§ **What the task requires**: Swap "dot" for "point" throughout the listing below, and change nothing else. Leave the pictures out of your copy.

§

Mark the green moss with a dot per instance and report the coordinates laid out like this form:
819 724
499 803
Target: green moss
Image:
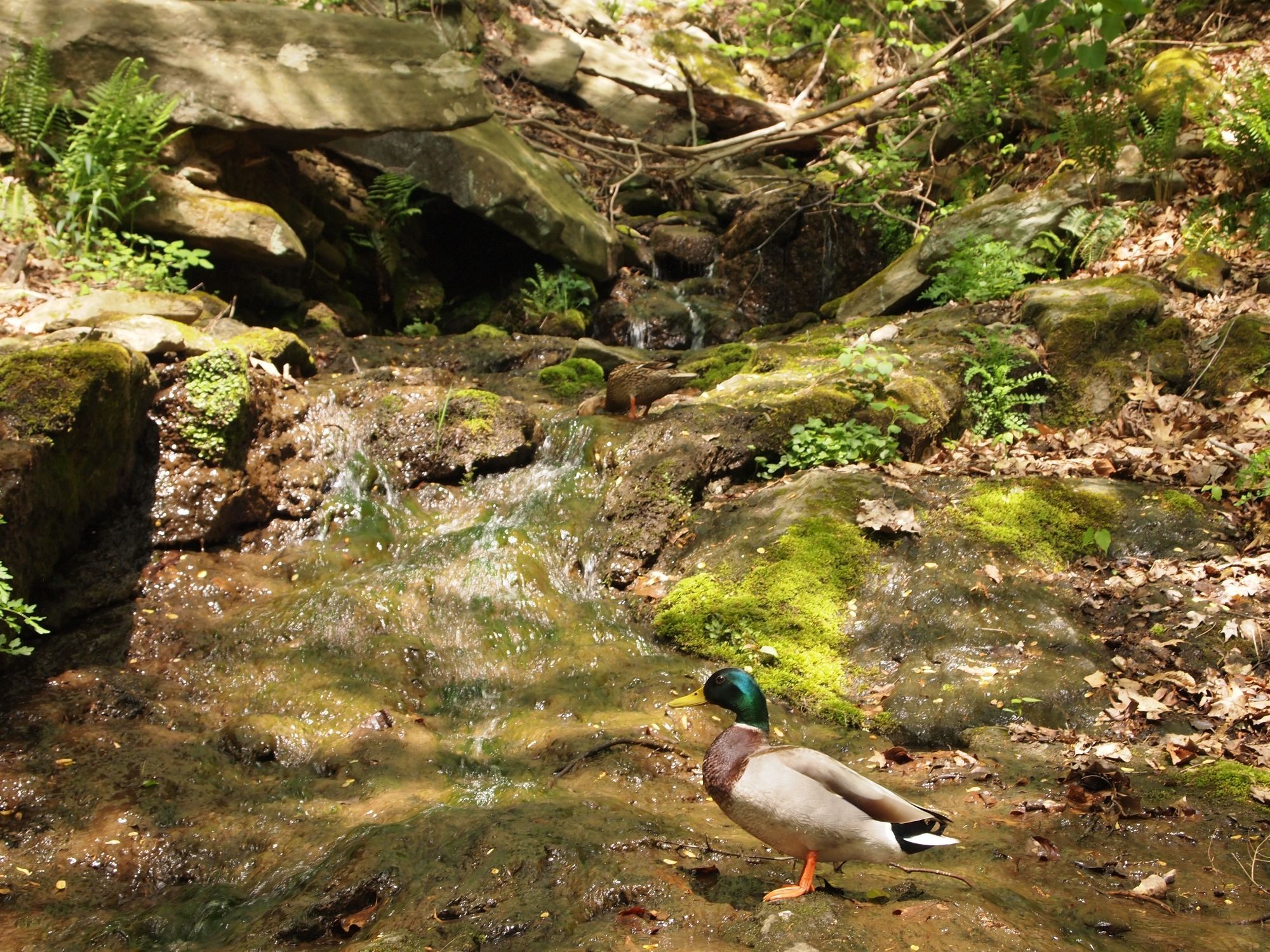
1227 781
482 396
279 347
572 377
1039 521
486 330
1244 358
719 365
218 390
43 390
1177 502
793 600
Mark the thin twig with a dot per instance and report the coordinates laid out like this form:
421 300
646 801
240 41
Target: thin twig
622 742
933 873
1227 334
1140 898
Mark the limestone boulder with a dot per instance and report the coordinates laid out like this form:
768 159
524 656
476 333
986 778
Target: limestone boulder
224 225
492 171
439 434
265 66
104 305
70 420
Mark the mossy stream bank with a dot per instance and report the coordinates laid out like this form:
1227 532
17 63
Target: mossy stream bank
350 738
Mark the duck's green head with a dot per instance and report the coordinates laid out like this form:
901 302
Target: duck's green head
733 690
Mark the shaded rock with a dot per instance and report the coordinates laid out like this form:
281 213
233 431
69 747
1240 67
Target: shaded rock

§

§ **Result of the exercise**:
Mark the green moss with a point per instance and report the coordinates laid out like this form:
819 724
499 803
Target: green moss
Image:
1227 781
482 396
279 347
572 377
1039 521
486 330
1244 358
719 365
218 390
43 390
1177 502
793 600
Mark the thin twig with a point per instance and report the coordinates laid out like this form:
421 300
646 801
240 41
Target: thin twig
622 742
933 873
1227 334
1140 898
Mark the limestone boulder with a point per instance and report the coordinates laid out like this form:
768 159
524 656
476 333
986 778
Target: limestone boulder
224 225
492 171
439 434
265 66
104 305
70 420
Mark the mossy stream bank with a point per instance and report the coordinates laid out like this form:
1227 532
17 63
Target: mossy stream bank
350 738
Mark the duck's green head with a point per instance and report the coordinates laid out like this form:
901 302
Target: duck's green head
733 690
Mark the shaded rock with a point per instance and report the coordinates laid out like this form:
281 213
233 431
69 747
1240 67
Target: shaded rock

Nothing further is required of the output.